Once lock-step Australia tunes out US drumbeat on China
| SYDNEY, AUSTRALIA
In one of his more famous moments of talking Texas, President Bush described Australian leader John Howard as his deputy sheriff in the war on terror. But as US Secretary of State Condoleezza Rice heads into East Asia security talks here, she's finding there's another sheriff in these parts.
Chinese officials are working closely with Canberra to hammer out an agreement that would recognize China as an open market and bring billions of dollars of business to resource-rich Australia. And Australia is doing everything it can to accentuate China's positives. Last year, the country's former defense minister, Robert Hill, went so far as to describe the communist country as a kind of democracy.
China's economic lure has dampened Australian enthusiasm for US efforts to sound the alarm on Beijing's military spending - just upped another 14 percent. The topic is expected to be the focus of Saturday's trilateral security talks between the US, Japan, and Australia in Sydney.
As Australia's economy gravitates more toward integration with Asia, the once lock-step foreign policies of Washington and Canberra are beginning to march to different drum beats.
"Australia is a medium-sized country which has political, strategic, as well as trade interests with China, and it is in its interest not to get caught in a 'bun fight' between the two big powers," says Alan Dupont, a China expert at the Lowy Institute in Sydney.
Both countries are major trading partners for Australia, allowing the antipodean continent to avoid putting all its marbles in one market. China's importance to Australia has grown rapidly in recent years by keeping the cost of manufactured goods low and driving up prices for commodities needed to feed its factories.
Australia happens to sit on many of the key resources China needs, including, for instance, 30 percent of the world's known uranium reserves. Negotiations between the two countries are under way for the sale of uranium for Chinese civilian energy.
Differences over China could be seen Thursday, the first day of Ms. Rice's first visit here - twice cancelled in recent months due to more pressing engagements. After private talks with her counterpart Alexander Downer, Rice reiterated Washington's unease over China at a press conference. "We have concerns about the Chinese military buildup. We told the Chinese that they need to be transparent," she said.
But Mr. Downer was quick to point out that Australia has its own China policy, different from the US. "We feel comfortable with where the United States is in terms of its relationship with China. Our relationship has its own dynamics," he said.
Earlier, Downer told Sky News, "I think a policy of containment of China would be a very big mistake."
These statements are seen to be an effort to placate Beijing, which is watching developments in the region with some suspicion.

■ PROBLEM STATEMENT:
Continue the news article above about Australia's diverging China policy from the point where it ends.

■ INFORMATION PROVIDED:
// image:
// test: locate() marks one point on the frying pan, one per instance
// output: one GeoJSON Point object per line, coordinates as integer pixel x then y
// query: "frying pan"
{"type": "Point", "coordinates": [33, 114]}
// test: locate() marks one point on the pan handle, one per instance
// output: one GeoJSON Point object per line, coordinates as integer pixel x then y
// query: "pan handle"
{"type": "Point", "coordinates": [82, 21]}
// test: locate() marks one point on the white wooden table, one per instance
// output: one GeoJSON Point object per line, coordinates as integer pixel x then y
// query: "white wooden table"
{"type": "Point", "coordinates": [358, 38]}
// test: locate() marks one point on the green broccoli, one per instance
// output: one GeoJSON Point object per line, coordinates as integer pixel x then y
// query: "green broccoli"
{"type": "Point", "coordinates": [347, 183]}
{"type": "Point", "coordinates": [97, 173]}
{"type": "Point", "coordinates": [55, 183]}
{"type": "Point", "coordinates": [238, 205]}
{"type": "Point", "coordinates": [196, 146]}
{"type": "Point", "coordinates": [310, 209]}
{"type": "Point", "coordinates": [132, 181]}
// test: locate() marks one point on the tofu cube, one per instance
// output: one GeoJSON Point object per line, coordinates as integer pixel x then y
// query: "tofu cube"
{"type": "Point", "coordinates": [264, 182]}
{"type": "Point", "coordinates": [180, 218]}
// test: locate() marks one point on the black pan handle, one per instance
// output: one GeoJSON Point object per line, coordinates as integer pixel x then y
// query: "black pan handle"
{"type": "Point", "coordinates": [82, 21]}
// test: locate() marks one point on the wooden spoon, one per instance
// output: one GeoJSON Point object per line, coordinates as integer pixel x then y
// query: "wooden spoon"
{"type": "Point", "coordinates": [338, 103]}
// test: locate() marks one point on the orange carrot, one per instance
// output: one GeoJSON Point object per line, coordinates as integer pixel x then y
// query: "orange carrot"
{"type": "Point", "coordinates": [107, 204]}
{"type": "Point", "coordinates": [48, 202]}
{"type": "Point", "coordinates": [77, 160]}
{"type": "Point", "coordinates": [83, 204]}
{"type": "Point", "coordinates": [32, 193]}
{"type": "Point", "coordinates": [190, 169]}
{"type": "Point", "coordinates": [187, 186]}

■ OUTPUT BELOW:
One reason for that wariness was the elevation of these security talks from a junior level to a ministerial level, says Mr. Dupont. Beijing, he says, is concerned about the creation of a new kind of alliance aimed solely at keeping the Chinese in check.
Some analysts here believe that it was a combination of efforts by the US and Japan, which has constant friction with Beijing over Prime Minister Junichiro Koizumi's repeated visits to Yasukuni war shrine, that convinced Australia to raise the trilateral meeting to a ministerial level.
By taking a strong but obviously more positive attitude towards China, Prime Minister Howard, is coming across less as the willing deputy of American foreign policy, and more as an independent strategic planner in the Asian region.
"This is a very significant moment, when both Japan and the US, our most important trading partners, are coming here, specifically with the intention of changing our views on China," says Hugh White, professor of strategic affairs at the Australian National University in Canberra. "To be fair to Howard, his administration appears to be coming across rather robustly in favor of China - which of course is in our interest to do so."
Pursuing that interest marks an important moment in relations with America, he adds.
"This is the single largest divergence in perception we have had with the US ever since we became allies - while me might see the dangers of the growing power of China somewhere far in the distance, the US appears see it as a more immediate threat," says Mr. White.
While Alan Dupont agrees that there is a case for discussing China as a potential threat in the future, he objects to the "hectoring and didactic tone that Washington takes" on the subject.
"The fact that Ms. Rice chose to very publicly make it an issue, even before she landed in Australia, made sure that the trilateral talks will have a dissonance even before they have begun," he says.